* Aufgabenstellung
1. Wer wird im Interview zur Südtiroler Friedensbewegung als Symbolfigur der Friedensbewegung um die Jahrhundertwende genannt?
2. Führe das Interview zur Südtiroler Friedensbewegung im Anschluss an seinen letzten Satz weiter.

* Ausgewählter Textauszug
+++
Die Historikerin Martha Verdorfer hat das Herzstück der Südtiroler Friedensbewegung in Buchform aufbereitet – die Geschichte der „Frauen für Frieden“
Alpha Beta
Foto: Alpha Beta

salto.bz: Sie haben ein Buch über Frieden und zur Frauengeschichte der 1980er Jahre in Südtirol geschrieben. Wie friedlich gestaltete sich der Kampf gegen Atomkraft, Umweltverschmutzung und eine düstere Zukunft? Und warum war er vor allem weiblich geprägt?

Martha Verdorfer: In der Friedensbewegung haben Frauen immer eine wesentliche Rolle gespielt. Das gilt schon für die Friedensbewegung, die sich um die Jahrhundertwende bis zum Vorabend des Ersten Weltkrieges organisiert hat und für die Bertha von Suttner, Nobelpreisträgerin und Autorin des Buches "Die Waffen nieder" eine Symbolfigur ist. Ebenso waren Frauen in der Friedensbewegung in den 1970er und 1980er Jahren gegen den atomaren Rüstungswettlauf in der Logik des Kalten Krieges sehr aktiv und haben auch ökologische und soziale Anliege damit verbunden.
+++
(Einträge aus einem Zeige-Datensatz)
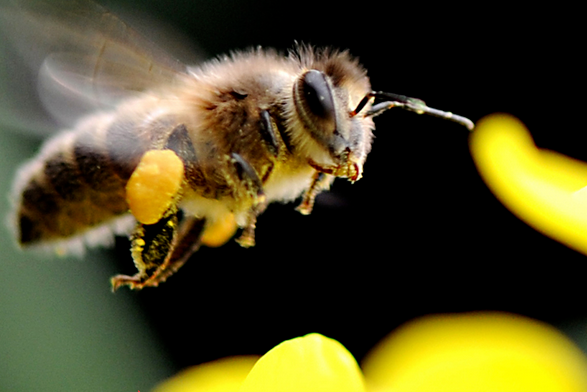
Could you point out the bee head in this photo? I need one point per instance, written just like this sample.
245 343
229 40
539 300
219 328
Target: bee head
338 139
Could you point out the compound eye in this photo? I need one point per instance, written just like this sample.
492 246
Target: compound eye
314 98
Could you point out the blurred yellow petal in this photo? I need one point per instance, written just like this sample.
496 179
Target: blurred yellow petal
312 363
480 352
543 188
223 375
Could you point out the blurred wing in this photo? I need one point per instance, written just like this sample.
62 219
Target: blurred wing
81 56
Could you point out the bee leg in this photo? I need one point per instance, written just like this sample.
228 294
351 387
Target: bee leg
247 237
320 181
187 242
159 250
246 173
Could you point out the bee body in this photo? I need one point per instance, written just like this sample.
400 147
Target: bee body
233 124
219 141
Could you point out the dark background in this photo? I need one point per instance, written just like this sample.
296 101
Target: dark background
420 233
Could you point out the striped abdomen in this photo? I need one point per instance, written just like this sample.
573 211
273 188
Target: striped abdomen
78 181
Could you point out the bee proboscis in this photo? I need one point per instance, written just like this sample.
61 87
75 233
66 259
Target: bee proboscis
219 141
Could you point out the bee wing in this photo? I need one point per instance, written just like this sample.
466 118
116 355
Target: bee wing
81 56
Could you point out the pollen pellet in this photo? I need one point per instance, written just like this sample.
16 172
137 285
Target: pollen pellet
153 185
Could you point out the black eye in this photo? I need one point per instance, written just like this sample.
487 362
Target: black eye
316 94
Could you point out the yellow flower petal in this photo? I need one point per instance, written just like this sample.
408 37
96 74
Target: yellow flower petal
543 188
312 363
223 375
481 352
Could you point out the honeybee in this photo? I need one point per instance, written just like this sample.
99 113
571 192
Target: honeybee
190 153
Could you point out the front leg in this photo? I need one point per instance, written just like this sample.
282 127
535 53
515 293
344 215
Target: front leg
320 181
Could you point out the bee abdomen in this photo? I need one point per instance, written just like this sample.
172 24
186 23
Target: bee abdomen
79 180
+++
* Schriftliche Antworten
1. Bertha von Suttner, Nobelpreisträgerin und Autorin des Buches „Die Waffen nieder“.

2.
Frauen sind gewiss nicht „von Natur aus“ friedlicher als Männer, aber in unserer patriarchalen Tradition werden Frauen und Männer unterschiedlich vergesellschaftet und Kriege und Waffen gehören eindeutig in den Bereich der Männer, während Frauen historisch und bis in die Gegenwart eher in der Sphäre der Reproduktion und Fürsorge und Pflege verortet werden. Gleichzeitig gibt es keine Kriege, von denen Frauen nicht unmittelbar betroffen wären. Es gibt also viele Gründe für Frauen sich gegen den Krieg und für den Frieden zu engagieren. Nicht zuletzt war das letzte Viertel des vergangenen Jahrhunderts insgesamt von einem Aufbruch der Frauen in die politische Öffentlichkeit geprägt.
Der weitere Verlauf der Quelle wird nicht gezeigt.